#### EXERCISE AIM:
Below are records to repeat exactly. Omit the pictures from the copy.

#### TASK INPUTS:
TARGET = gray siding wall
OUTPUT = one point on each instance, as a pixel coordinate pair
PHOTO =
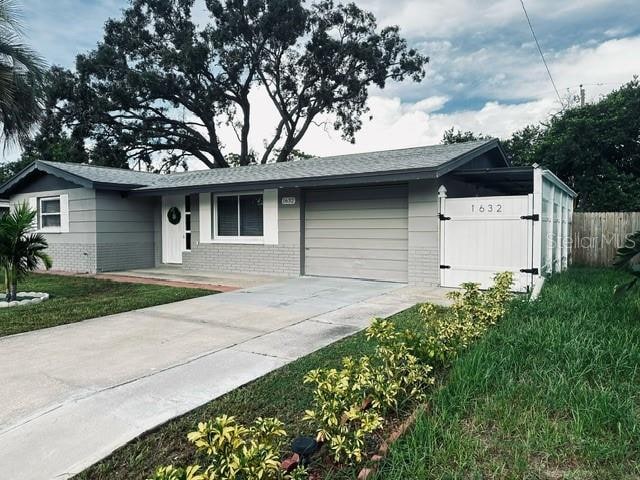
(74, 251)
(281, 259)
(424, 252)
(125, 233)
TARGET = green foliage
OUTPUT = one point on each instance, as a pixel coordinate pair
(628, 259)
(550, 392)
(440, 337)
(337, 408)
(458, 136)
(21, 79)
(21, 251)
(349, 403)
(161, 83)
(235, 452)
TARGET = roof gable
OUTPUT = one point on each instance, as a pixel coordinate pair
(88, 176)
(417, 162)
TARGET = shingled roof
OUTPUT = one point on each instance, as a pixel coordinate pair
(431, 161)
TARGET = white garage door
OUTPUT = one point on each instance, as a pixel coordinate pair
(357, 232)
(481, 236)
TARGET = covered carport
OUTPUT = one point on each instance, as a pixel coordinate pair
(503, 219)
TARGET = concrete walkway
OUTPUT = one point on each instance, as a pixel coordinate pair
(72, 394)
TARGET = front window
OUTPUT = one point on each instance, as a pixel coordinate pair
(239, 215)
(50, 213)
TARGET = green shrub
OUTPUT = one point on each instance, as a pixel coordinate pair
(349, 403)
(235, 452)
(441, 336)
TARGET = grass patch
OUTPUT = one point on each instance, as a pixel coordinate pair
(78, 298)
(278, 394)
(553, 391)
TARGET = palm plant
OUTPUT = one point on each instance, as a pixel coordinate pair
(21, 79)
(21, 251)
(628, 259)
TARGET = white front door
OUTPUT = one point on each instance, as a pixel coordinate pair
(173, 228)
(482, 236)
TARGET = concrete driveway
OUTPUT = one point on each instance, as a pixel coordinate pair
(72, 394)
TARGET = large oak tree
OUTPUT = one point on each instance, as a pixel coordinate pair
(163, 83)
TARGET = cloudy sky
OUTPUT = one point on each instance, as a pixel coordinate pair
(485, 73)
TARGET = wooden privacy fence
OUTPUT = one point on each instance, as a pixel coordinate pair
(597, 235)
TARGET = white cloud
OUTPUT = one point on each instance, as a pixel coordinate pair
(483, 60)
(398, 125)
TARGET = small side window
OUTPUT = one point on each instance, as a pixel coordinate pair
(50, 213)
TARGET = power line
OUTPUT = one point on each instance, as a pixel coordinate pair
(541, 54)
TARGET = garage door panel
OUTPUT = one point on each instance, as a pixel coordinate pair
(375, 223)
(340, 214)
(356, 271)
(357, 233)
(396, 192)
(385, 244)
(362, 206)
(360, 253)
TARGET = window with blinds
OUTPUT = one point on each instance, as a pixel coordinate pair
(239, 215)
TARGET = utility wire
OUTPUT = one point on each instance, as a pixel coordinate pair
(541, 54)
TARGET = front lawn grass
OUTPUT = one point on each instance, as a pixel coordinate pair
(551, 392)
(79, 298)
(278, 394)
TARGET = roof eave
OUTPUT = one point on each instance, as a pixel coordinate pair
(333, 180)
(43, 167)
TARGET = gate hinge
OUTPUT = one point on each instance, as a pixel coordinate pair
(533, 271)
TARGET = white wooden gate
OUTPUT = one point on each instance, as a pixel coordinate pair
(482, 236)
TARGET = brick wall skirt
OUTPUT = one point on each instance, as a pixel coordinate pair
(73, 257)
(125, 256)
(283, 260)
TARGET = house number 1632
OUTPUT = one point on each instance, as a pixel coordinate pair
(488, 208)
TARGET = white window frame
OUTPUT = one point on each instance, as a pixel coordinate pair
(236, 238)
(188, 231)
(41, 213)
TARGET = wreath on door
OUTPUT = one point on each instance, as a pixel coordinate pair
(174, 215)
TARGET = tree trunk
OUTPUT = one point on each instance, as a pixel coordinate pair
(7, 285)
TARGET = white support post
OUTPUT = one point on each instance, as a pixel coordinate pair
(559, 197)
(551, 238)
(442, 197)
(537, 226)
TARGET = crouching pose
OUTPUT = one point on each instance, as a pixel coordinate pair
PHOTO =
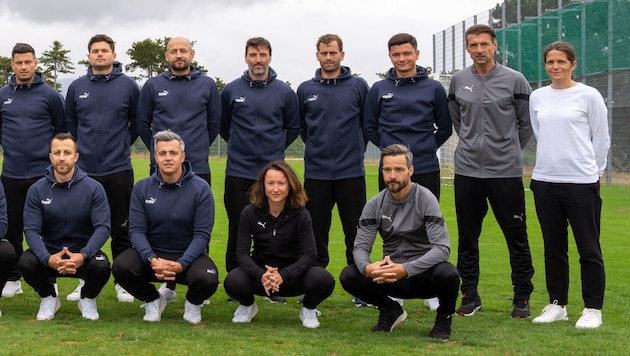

#### SOLVED EXERCISE:
TARGET = gray siding wall
OUTPUT = one point on each instance, as a pixel coordinate pair
PHOTO =
(74, 251)
(281, 259)
(424, 252)
(125, 233)
TARGET = green foliage
OUTPUT = one point on each instance, as a pixel coordinate pair
(628, 259)
(550, 392)
(440, 337)
(337, 408)
(458, 136)
(21, 79)
(21, 251)
(349, 403)
(161, 83)
(235, 452)
TARGET = roof gable
OUTPUT = one point on each instance, as a pixel coordinate pair
(88, 176)
(417, 162)
TARGET = shingled roof
OUTPUT = one point on each instance, as a pixel coordinate pair
(431, 161)
TARGET = white garage door
OUTPUT = one point on each instance, as a pixel coordinate pair
(357, 232)
(481, 236)
TARGET = covered carport
OUTPUT = one point on each instance, as a pixel coordinate pair
(503, 219)
TARGET = concrete walkway
OUTPUT = one point on each instance, as a pixel coordinate pair
(72, 394)
TARGET = front window
OUTPUT = one point on each instance, as a pixel coordinate pair
(239, 215)
(50, 213)
TARGET = green shrub
OUTPUT = one point on each instance, as a pixel coordinate pair
(349, 403)
(235, 452)
(441, 336)
TARGET = grass patch
OUTPUT = one point on each instance, as a pixel coordinate pair
(78, 298)
(278, 394)
(553, 391)
TARGET = palm plant
OUTPUT = one point on each instance, as a pixel coordinate pair
(21, 79)
(21, 251)
(628, 259)
TARGET = white front door
OUTPUT = one point on each instance, as a pixel coordinate pair
(173, 228)
(482, 236)
TARGET = concrete driveway
OUTPUT = one point on each instance, as a pixel coordinate pair
(72, 394)
TARGET = large oak tree
OUTPUT = one point on each instance, as a pixel coordinate pair
(163, 83)
TARGET = cloudy sky
OUTPUT = one point on each instance, as a pixel coordinate pair
(485, 73)
TARGET = wooden privacy fence
OUTPUT = one point on each instance, as a pixel coordinate pair
(597, 235)
TARGET = white cloud
OUTPUT = one point on each instance, as a pixel coordinate pair
(483, 60)
(398, 125)
TARGET = small side window
OUTPUT = one point on each instance, as a pixel coordinate pair
(50, 213)
TARGET = power line
OUTPUT = one point on each instance, as a pixel coordinate pair
(541, 54)
TARGET = garage door panel
OUTPUT = one point on each instance, as a pixel coordinate pair
(375, 223)
(340, 214)
(356, 271)
(357, 233)
(396, 192)
(385, 244)
(362, 206)
(360, 253)
TARGET = window with blinds
OUTPUT = one point on each instance, as a pixel coordinate pair
(239, 215)
TARGET = utility wire
OUTPUT = one point on each instance, as a pixel coordinate pair
(541, 54)
TARGET = front lawn grass
OUTPUT = one point on each instance, as a pixel coordinate pair
(551, 392)
(79, 298)
(278, 394)
TARGET = roof eave
OUTPUT = one point on each instance, as a pixel coordinate pair
(333, 180)
(43, 167)
TARGET = gate hinge
OUTPUT = one point on each instance, as a pixel coordinate pair
(533, 271)
TARGET = white wooden gate
OUTPUT = one point on each instance, as a pixel coordinate pair
(482, 236)
TARGET = brick wall skirt
OUTPUT = one point on each instance, as a pixel coordinate pair
(73, 257)
(125, 256)
(283, 260)
TARGET = house number 1632
OUTPUT = one point on each instance, as a pixel coordinate pair
(488, 208)
TARGET = white window frame
OUTPUT = one point on each instance, as a pixel coordinate pair
(236, 238)
(188, 231)
(41, 213)
TARGET = wreath on door
OUTPUT = one point on each instance, as a pixel coordinate pair
(174, 215)
TARGET = tree trunk
OUTPUT = one point on each instance, as a pixel coordinate pair
(7, 285)
TARGET = white support post
OUTPUT = one point on each instance, as a pixel coordinate pair
(559, 197)
(551, 238)
(442, 197)
(537, 226)
TARGET = crouching pose
OUTPUT = one point on each instance, as a pixel coordinate pair
PHOTO =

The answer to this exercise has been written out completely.